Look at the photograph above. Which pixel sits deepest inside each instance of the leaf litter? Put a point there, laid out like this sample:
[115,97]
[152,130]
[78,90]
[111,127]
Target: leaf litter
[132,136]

> _Work instructions_: Reproduce every one of the rows above word for word, keeping each on its own line.

> _Full response_:
Look at the photograph above. Which pixel sits deepest inside each instance of the leaf litter? Put a point there, laid out like this sample:
[115,97]
[152,130]
[78,90]
[111,127]
Target: leaf litter
[132,136]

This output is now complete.